## START Supplied passage
Cameroon is rich in biodiversity and home to many charismatic wildlife species. It is also one of the Central African nations with elaborate wildlife protection laws. However, the recent expansion of an illegal wildmeat trade, mainly fuelled by demand from urban centres and Asia, has taken a heavy toll on populations of some species used to supply the trade from Cameroon. 

“The protection of wild animal and plant resources concerns us all and therefore each of us needs to participate in the global efforts to prevent the poaching of these resources in order to put in place measures to ensure their sustainable management,” said Mr Issola Dipanda, a MINFOF Regional Delegate. 

Mrs Yemele Jiofack of MINFOF highlighted the importance of laws promoting wise and sustainable use of wildlife resources and the consequences of disobeying them. 

Regional delegates from the Ministries of Livestock, Fisheries and Animal Industries and Agriculture and Rural Development spoke about alternative means to generate income and where to source small grants to fund these alternatives.
## END Supplied passage
_Directive a_.
Please rewrite the entries from the line containing "Note to the class: locate the van wheel" up to and including the line containing "<point>278,61</point>" as a JSON list of strings, with one string per line and blank lines left out.
## START Listed entries
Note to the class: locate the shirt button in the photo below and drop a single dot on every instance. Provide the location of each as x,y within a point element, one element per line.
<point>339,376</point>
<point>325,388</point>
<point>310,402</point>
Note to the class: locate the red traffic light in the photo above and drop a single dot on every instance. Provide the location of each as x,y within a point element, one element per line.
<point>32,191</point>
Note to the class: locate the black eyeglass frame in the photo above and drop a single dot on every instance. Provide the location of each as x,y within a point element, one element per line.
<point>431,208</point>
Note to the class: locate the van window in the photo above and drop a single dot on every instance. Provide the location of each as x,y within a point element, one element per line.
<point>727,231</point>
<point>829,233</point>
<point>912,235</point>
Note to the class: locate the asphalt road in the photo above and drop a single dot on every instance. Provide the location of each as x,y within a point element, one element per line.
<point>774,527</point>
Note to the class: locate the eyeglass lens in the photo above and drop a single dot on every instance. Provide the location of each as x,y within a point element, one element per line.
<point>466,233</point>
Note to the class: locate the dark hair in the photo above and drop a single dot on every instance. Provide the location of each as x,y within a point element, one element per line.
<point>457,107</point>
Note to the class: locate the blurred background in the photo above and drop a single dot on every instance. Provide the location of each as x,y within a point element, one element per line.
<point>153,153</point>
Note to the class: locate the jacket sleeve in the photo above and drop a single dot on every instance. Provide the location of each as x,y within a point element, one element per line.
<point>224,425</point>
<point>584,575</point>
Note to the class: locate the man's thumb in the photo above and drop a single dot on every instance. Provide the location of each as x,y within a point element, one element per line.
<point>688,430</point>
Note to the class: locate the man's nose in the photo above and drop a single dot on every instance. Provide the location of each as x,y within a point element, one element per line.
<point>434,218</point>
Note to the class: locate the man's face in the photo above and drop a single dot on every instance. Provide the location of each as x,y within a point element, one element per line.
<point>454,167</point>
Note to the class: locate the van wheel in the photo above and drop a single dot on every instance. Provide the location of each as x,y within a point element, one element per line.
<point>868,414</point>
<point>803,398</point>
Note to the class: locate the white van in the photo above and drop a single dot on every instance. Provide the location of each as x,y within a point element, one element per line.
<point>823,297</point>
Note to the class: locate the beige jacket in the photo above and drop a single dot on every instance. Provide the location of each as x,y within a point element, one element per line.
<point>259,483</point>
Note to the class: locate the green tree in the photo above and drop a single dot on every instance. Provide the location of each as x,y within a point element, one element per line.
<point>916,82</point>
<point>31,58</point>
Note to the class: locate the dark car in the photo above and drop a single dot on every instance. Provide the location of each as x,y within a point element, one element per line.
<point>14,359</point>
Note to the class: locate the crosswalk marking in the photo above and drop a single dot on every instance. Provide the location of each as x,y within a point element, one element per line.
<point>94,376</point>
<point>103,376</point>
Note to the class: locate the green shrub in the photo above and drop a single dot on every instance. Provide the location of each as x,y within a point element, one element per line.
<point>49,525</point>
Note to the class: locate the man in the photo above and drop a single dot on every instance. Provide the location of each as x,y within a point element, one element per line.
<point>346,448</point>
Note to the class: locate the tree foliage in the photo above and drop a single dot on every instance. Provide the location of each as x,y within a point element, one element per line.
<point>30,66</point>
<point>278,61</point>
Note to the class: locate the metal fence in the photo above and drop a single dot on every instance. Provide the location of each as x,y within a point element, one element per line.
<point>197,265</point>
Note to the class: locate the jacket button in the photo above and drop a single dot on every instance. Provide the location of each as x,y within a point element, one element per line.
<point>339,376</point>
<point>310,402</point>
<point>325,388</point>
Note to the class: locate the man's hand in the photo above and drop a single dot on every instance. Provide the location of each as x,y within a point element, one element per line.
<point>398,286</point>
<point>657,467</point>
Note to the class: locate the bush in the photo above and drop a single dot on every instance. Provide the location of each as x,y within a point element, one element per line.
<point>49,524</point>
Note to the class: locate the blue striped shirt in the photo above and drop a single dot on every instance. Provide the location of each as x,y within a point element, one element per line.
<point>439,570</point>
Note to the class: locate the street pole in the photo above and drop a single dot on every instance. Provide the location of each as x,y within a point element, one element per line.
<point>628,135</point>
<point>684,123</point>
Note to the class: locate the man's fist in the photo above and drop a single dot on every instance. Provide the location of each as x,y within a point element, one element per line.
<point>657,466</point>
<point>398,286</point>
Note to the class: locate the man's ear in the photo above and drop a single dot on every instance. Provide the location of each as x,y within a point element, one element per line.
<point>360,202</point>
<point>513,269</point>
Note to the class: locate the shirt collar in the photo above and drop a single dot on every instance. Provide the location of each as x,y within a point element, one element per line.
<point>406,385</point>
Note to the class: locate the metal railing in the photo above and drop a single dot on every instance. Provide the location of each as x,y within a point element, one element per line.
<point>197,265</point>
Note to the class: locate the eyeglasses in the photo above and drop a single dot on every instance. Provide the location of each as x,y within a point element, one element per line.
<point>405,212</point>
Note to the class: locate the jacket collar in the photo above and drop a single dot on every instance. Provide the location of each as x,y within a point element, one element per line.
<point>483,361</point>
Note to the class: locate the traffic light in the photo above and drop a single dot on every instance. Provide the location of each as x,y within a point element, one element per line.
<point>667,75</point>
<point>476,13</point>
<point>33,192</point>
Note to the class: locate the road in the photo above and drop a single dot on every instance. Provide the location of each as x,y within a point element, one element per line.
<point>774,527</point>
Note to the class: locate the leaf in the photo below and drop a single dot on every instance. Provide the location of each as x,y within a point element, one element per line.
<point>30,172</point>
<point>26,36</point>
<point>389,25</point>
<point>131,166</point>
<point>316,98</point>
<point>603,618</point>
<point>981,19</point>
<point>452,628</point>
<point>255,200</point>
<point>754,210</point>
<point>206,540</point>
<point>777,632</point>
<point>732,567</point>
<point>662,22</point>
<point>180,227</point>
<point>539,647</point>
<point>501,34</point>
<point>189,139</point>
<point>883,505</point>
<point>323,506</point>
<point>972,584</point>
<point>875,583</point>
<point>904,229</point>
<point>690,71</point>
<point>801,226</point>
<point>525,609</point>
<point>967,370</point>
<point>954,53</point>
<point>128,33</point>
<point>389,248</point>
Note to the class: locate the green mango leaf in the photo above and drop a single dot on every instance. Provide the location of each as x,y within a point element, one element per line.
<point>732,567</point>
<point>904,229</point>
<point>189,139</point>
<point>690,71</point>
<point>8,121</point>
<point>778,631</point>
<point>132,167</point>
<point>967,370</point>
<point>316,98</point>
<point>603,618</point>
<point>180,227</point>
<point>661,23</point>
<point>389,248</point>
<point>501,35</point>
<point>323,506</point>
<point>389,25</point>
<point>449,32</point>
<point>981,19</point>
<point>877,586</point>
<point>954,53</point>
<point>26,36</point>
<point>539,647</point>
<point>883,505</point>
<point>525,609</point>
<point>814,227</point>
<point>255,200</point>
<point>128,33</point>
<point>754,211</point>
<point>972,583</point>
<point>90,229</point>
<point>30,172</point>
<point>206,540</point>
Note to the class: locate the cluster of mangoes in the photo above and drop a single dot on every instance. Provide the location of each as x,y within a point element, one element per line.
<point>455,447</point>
## END Listed entries
_Directive b_.
Extend the passage on Cameroon's wildmeat trade, starting after its final sentence.

_Final result a_.
[
  "Note to the class: locate the van wheel in the photo above and drop a single dot on every instance. Provide the location of each as x,y within a point element, one element per line.",
  "<point>868,414</point>",
  "<point>803,398</point>",
  "Note to the class: locate the white van in the photo above and drop a single dot on every instance. Provide the location of each as x,y within a point element, one element per line.",
  "<point>823,297</point>",
  "Note to the class: locate the beige jacket in the photo above and drop a single dot on every instance. Provide the location of each as x,y within a point element, one element per line.",
  "<point>259,483</point>",
  "Note to the class: locate the green tree in the photo above and drop a single dot on every instance. Provide the location of each as x,y within a point element, one element per line.",
  "<point>916,82</point>",
  "<point>31,58</point>",
  "Note to the class: locate the dark car in the photo above and drop a single dot on every instance. Provide the location of each as x,y within a point element, one element per line.",
  "<point>14,359</point>",
  "Note to the class: locate the crosswalk marking in the photo above and drop a single dot on every instance. Provide the location of each as x,y within a point element, one element per line.",
  "<point>94,376</point>",
  "<point>103,376</point>",
  "Note to the class: locate the green shrub in the photo above and drop a single dot on every instance. Provide the location of each as x,y within a point element, one element per line.",
  "<point>49,525</point>",
  "Note to the class: locate the man in the photo above and drop a single dot on every instance. Provide the location of each as x,y within a point element, one element per line.",
  "<point>346,448</point>",
  "Note to the class: locate the tree foliage in the photo above and drop a single dot on every instance. Provide the location of each as x,y within a point element, one element per line.",
  "<point>30,66</point>",
  "<point>278,61</point>"
]

_Final result b_.
A TRAFFIC presentation examined the state of illegal trade in certain wild animals at the regional and international levels. “Curbing the illegal wildmeat trade requires co-operation and collaboration at all levels, especially at the site level where these species are harvested,” said TRAFFIC’s Communications Officer, Louisette Sylvie Ngo Yebel. 

A number of TRAFFIC materials were distributed to delegates at the meeting including a presentation flyer and a factsheet about the Central African Bushmeat Monitoring System (French acronym: SYVBAC).